>>

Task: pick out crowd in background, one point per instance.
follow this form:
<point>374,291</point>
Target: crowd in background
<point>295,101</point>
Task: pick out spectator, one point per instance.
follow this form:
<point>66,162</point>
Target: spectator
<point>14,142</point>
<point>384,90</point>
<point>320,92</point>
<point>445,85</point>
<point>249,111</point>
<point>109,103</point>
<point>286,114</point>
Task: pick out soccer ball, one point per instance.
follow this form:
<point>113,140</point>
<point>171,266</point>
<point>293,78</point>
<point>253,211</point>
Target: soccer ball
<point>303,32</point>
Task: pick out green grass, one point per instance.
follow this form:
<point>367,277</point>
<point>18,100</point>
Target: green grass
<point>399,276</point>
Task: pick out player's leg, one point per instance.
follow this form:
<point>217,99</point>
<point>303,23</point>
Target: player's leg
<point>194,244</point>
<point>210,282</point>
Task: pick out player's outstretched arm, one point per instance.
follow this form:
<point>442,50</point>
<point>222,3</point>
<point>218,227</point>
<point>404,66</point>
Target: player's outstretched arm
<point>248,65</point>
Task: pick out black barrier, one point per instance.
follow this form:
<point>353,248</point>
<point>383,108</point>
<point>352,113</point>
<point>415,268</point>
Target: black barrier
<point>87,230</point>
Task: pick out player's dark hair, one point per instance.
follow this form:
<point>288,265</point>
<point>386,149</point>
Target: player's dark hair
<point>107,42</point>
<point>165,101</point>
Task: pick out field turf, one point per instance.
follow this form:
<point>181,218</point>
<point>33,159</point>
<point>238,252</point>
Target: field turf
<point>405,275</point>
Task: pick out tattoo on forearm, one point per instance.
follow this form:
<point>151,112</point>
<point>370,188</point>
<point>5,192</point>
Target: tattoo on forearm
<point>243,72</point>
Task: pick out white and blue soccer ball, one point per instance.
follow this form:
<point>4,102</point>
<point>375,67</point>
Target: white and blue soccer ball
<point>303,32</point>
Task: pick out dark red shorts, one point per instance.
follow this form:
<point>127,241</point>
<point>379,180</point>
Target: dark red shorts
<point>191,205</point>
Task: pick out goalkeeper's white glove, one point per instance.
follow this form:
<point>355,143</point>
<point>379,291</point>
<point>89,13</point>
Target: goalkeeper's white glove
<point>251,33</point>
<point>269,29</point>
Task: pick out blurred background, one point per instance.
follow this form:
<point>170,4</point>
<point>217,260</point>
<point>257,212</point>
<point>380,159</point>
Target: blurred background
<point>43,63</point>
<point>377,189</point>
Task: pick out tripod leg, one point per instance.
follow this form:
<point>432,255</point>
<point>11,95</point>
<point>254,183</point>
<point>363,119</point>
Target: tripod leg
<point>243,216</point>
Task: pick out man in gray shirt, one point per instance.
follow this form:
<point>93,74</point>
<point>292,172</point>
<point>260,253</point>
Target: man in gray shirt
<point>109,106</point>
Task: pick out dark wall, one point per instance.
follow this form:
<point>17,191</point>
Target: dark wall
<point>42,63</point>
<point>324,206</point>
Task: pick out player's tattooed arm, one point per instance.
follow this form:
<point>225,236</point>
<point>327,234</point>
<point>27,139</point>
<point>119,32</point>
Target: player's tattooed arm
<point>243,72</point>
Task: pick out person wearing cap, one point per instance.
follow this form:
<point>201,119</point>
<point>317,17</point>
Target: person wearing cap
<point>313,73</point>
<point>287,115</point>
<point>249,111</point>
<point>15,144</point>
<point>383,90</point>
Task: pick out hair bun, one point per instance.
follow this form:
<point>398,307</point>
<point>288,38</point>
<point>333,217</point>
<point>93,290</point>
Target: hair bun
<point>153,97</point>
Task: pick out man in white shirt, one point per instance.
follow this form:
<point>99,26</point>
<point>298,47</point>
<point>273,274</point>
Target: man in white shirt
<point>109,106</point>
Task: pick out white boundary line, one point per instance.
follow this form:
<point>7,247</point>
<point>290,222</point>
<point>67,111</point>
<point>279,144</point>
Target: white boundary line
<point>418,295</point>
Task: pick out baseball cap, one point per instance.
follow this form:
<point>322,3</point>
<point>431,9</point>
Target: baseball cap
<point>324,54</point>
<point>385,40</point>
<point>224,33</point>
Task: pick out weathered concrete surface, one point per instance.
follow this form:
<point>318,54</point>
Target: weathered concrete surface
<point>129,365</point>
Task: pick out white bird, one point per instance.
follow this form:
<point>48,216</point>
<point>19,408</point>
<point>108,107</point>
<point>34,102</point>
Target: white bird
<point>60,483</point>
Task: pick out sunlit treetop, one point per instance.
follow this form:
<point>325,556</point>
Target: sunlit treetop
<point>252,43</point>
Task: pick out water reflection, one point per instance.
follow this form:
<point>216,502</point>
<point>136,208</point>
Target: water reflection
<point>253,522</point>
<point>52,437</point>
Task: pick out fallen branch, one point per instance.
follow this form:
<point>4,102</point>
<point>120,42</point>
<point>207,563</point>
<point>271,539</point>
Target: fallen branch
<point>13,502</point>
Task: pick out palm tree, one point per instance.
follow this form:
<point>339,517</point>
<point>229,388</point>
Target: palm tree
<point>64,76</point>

<<

• _YOUR GOAL_: Your answer should be the exact lines above from the one with "Task: pick out black" through the one with "Task: pick out player's dark", both included, and nothing besides.

• _OUTPUT BELOW_:
Task: pick out black barrier, one point per instance.
follow this form:
<point>353,248</point>
<point>383,108</point>
<point>352,113</point>
<point>415,268</point>
Target: black barrier
<point>87,230</point>
Task: pick out player's dark hair, one point per instance.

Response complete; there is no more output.